What is being asked: Produce a word-for-word copy of the data that follows, excluding images.

::: Source data :::

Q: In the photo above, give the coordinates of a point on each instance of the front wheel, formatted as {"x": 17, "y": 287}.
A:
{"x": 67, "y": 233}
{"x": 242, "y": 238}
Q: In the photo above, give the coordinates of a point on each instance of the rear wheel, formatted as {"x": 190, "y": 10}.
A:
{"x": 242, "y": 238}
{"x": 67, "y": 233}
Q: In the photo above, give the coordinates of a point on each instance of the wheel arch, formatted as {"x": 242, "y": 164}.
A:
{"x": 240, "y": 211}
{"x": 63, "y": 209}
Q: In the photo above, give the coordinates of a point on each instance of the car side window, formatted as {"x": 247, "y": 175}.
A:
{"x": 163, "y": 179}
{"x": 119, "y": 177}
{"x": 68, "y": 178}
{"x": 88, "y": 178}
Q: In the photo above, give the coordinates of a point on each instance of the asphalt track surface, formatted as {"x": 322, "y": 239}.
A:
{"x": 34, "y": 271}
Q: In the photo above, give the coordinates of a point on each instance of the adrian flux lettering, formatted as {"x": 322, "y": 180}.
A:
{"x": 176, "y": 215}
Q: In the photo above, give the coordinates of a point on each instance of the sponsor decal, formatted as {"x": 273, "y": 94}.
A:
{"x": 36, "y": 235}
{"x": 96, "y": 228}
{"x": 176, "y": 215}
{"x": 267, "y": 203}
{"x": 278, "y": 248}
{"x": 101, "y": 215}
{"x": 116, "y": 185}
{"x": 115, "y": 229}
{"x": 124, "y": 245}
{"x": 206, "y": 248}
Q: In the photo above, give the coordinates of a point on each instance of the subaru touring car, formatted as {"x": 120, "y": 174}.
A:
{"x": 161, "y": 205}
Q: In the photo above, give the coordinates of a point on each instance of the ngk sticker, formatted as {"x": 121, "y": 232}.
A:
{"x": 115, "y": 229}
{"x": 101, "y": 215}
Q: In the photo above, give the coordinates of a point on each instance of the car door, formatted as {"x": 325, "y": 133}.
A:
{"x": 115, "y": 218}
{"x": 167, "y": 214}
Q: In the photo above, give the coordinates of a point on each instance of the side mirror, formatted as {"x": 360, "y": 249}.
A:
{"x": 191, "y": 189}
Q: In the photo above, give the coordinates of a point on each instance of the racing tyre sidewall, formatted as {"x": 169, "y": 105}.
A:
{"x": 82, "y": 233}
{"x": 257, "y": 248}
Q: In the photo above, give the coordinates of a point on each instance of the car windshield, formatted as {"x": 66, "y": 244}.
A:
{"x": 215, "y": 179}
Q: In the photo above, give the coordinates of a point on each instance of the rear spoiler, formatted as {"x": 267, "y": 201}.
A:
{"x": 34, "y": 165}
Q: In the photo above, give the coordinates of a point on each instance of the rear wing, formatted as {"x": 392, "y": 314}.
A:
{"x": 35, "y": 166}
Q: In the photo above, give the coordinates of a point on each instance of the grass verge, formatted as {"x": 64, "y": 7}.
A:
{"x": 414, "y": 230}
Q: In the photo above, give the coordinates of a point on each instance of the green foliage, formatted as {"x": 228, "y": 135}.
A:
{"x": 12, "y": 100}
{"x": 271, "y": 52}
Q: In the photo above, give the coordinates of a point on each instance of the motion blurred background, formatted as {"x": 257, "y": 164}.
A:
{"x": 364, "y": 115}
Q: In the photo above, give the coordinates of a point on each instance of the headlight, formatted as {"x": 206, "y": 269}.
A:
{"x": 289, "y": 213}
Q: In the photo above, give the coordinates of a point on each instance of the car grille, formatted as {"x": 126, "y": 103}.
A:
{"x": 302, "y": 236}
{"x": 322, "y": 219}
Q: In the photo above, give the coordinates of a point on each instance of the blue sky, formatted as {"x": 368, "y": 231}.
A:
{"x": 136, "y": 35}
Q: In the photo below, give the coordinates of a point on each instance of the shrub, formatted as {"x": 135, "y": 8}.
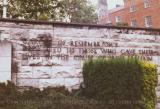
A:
{"x": 49, "y": 98}
{"x": 122, "y": 83}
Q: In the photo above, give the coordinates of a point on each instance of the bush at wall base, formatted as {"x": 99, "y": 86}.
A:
{"x": 122, "y": 83}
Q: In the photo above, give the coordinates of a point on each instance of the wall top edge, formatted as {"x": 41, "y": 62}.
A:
{"x": 40, "y": 22}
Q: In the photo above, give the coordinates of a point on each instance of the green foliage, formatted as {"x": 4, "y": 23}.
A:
{"x": 77, "y": 11}
{"x": 49, "y": 98}
{"x": 122, "y": 83}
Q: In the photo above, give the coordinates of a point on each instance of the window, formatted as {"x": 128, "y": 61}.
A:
{"x": 133, "y": 8}
{"x": 146, "y": 3}
{"x": 134, "y": 23}
{"x": 148, "y": 21}
{"x": 118, "y": 19}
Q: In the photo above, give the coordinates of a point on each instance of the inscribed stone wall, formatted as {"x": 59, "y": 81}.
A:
{"x": 53, "y": 54}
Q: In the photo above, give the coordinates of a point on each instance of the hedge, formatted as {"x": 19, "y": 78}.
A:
{"x": 122, "y": 83}
{"x": 50, "y": 98}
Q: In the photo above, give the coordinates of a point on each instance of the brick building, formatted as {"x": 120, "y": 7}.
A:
{"x": 135, "y": 13}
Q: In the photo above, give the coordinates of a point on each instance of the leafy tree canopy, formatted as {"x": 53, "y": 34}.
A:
{"x": 77, "y": 11}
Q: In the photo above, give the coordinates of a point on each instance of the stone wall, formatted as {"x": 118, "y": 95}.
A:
{"x": 52, "y": 54}
{"x": 5, "y": 61}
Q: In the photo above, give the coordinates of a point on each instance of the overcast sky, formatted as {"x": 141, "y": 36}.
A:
{"x": 111, "y": 3}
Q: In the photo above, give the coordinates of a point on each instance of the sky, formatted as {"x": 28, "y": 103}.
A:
{"x": 111, "y": 3}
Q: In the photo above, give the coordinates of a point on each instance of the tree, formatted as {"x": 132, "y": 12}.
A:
{"x": 77, "y": 11}
{"x": 80, "y": 11}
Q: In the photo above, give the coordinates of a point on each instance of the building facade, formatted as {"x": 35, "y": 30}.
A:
{"x": 135, "y": 13}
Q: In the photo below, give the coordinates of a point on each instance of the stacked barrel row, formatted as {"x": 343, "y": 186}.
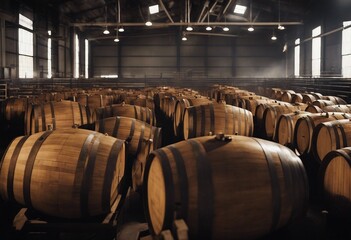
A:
{"x": 315, "y": 127}
{"x": 193, "y": 173}
{"x": 63, "y": 171}
{"x": 193, "y": 178}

:::

Exercise result:
Q: In the photo above, give the coordinates of a point on each instance of the front wheel, formatted as {"x": 17, "y": 287}.
A:
{"x": 67, "y": 233}
{"x": 242, "y": 238}
Q: In the photo above, give the coordinates of a point on each instance of the rear wheel, formatted as {"x": 190, "y": 10}.
A:
{"x": 242, "y": 238}
{"x": 67, "y": 233}
Q: In the photo above, give the coordinates of a point on each instance of the wheel arch, formatted as {"x": 242, "y": 164}.
A:
{"x": 240, "y": 211}
{"x": 63, "y": 209}
Q: In the photo above, give the coordinates of a point on each instance of the car side window, formatted as {"x": 247, "y": 175}.
A:
{"x": 163, "y": 179}
{"x": 119, "y": 177}
{"x": 68, "y": 178}
{"x": 88, "y": 178}
Q: In the photo above, give the coordinates of a point on each instance of the asphalt track surface, formatted as {"x": 322, "y": 239}.
A:
{"x": 34, "y": 271}
Q: In the photo above, give the coordinates of a point on each instance of the adrian flux lettering, formatted as {"x": 322, "y": 180}.
A:
{"x": 176, "y": 215}
Q: In the photo above, give the coordinates of a point on each instance of the sponsor decal, formatted as {"x": 273, "y": 94}.
A:
{"x": 36, "y": 235}
{"x": 96, "y": 228}
{"x": 176, "y": 215}
{"x": 267, "y": 203}
{"x": 278, "y": 248}
{"x": 101, "y": 215}
{"x": 116, "y": 185}
{"x": 115, "y": 229}
{"x": 124, "y": 245}
{"x": 206, "y": 248}
Q: In the photo above, give the coordinates of a point on each instance of the subaru touring car, formatted as {"x": 120, "y": 174}.
A:
{"x": 161, "y": 205}
Q: In the photo above, give the coordinates of a point on each instance of the ngk sticker, formatted as {"x": 121, "y": 232}.
A:
{"x": 115, "y": 229}
{"x": 101, "y": 215}
Q: In the photo above, give the coordinates of a point on each instance of the car door, formatted as {"x": 325, "y": 133}.
A:
{"x": 115, "y": 218}
{"x": 167, "y": 214}
Q: In the photo above, give the coordinates of a point on each instance of the side mirror, formatted as {"x": 360, "y": 249}.
A:
{"x": 191, "y": 189}
Q: In the photo above, give the coordinates of a point on each instance of the racing tyre sidewall, formatted as {"x": 169, "y": 105}.
A:
{"x": 82, "y": 233}
{"x": 257, "y": 248}
Q: In the photo above, give the coordinates of a point on each instance of the car windshield, formatted as {"x": 66, "y": 244}.
A:
{"x": 215, "y": 179}
Q: In the photo above, give the coordinates of a point on each instance of the rear spoiler, formatted as {"x": 267, "y": 201}.
A:
{"x": 34, "y": 165}
Q: In the photo above, give the coordinates of a point on each instance of the rear wing, formatted as {"x": 392, "y": 314}.
A:
{"x": 35, "y": 166}
Q: In the photo above, give the coordinates of a point on each instance of the grass verge, formatted as {"x": 64, "y": 7}.
A:
{"x": 414, "y": 230}
Q: In the photo above, give the coordinates of a point on each instance of the green foliage, formatted as {"x": 228, "y": 135}.
A:
{"x": 12, "y": 100}
{"x": 271, "y": 52}
Q: In the photo above, give the coordinates of a point on each instance of the motion blurred background, formatted as {"x": 257, "y": 164}.
A:
{"x": 364, "y": 115}
Q: In the photo above, give the coordinates of a point on each instance of the headlight, formatted as {"x": 206, "y": 269}.
A:
{"x": 289, "y": 213}
Q: In the photo above, give the coordinates of a point on each instance of the car grille, formatted as {"x": 126, "y": 103}.
A:
{"x": 302, "y": 236}
{"x": 322, "y": 219}
Q: In the photo above, give the coordinates of a point on each instance of the blue sky, formatted as {"x": 368, "y": 231}.
A:
{"x": 136, "y": 35}
Q: In the photo below, give the coordinates of a point on each instance of the shrub, formatted as {"x": 135, "y": 8}.
A:
{"x": 49, "y": 98}
{"x": 122, "y": 83}
Q: In the photo above, give the coordinates of a point on each instance of the bush at wall base, formatted as {"x": 99, "y": 86}.
A:
{"x": 122, "y": 83}
Q: In the photo above, give the coordinates of a point on each instance of the wall top edge, formatted as {"x": 41, "y": 62}.
A:
{"x": 40, "y": 22}
Q: In the photo above, give the coordinates of a point on each instance of the green foliage, formatted as {"x": 4, "y": 23}.
A:
{"x": 77, "y": 11}
{"x": 49, "y": 98}
{"x": 122, "y": 83}
Q: In the photo above, give the coordinates of a point on each instance of the window, formatted as {"x": 128, "y": 61}.
A:
{"x": 133, "y": 8}
{"x": 146, "y": 3}
{"x": 134, "y": 23}
{"x": 148, "y": 21}
{"x": 118, "y": 19}
Q: In the photo above, give the coordinates of a point on each instance of the inscribed stone wall, formatted as {"x": 59, "y": 81}.
A:
{"x": 53, "y": 54}
Q: In the photo above, give the coordinates of a point on each instance of the hedge, formatted as {"x": 19, "y": 78}.
A:
{"x": 122, "y": 83}
{"x": 50, "y": 98}
Q: In the photo above, give the coordinates of a point on each instance of the brick building, formatted as {"x": 120, "y": 7}.
A:
{"x": 135, "y": 13}
Q: In the photo above, give the coordinates of a point on each instance of the leafy tree canopy, formatted as {"x": 53, "y": 34}.
A:
{"x": 77, "y": 11}
Q: In the photo above, give the coordinates of a point on each instance of the stone wall, formatted as {"x": 118, "y": 95}.
A:
{"x": 52, "y": 54}
{"x": 5, "y": 61}
Q: In the photo above, give the coordinates of a point on each instance of the overcast sky, formatted as {"x": 141, "y": 36}.
A:
{"x": 111, "y": 3}
Q: In the photo above, give the coordinates of a point on each instance of the sky, formatted as {"x": 28, "y": 103}.
A:
{"x": 111, "y": 3}
Q: In the photo above, give the coordinates of a point on each instance of the tree, formatted as {"x": 132, "y": 12}.
A:
{"x": 77, "y": 11}
{"x": 80, "y": 11}
Q: In the photo above, give the coordinates of a point on each instance of the building facade, formatted as {"x": 35, "y": 30}.
A:
{"x": 135, "y": 13}
Q: In the photo below, give the coordinates of a point on each instance of the stacked barrel row, formatted as {"x": 343, "y": 186}.
A:
{"x": 315, "y": 127}
{"x": 193, "y": 173}
{"x": 63, "y": 171}
{"x": 193, "y": 178}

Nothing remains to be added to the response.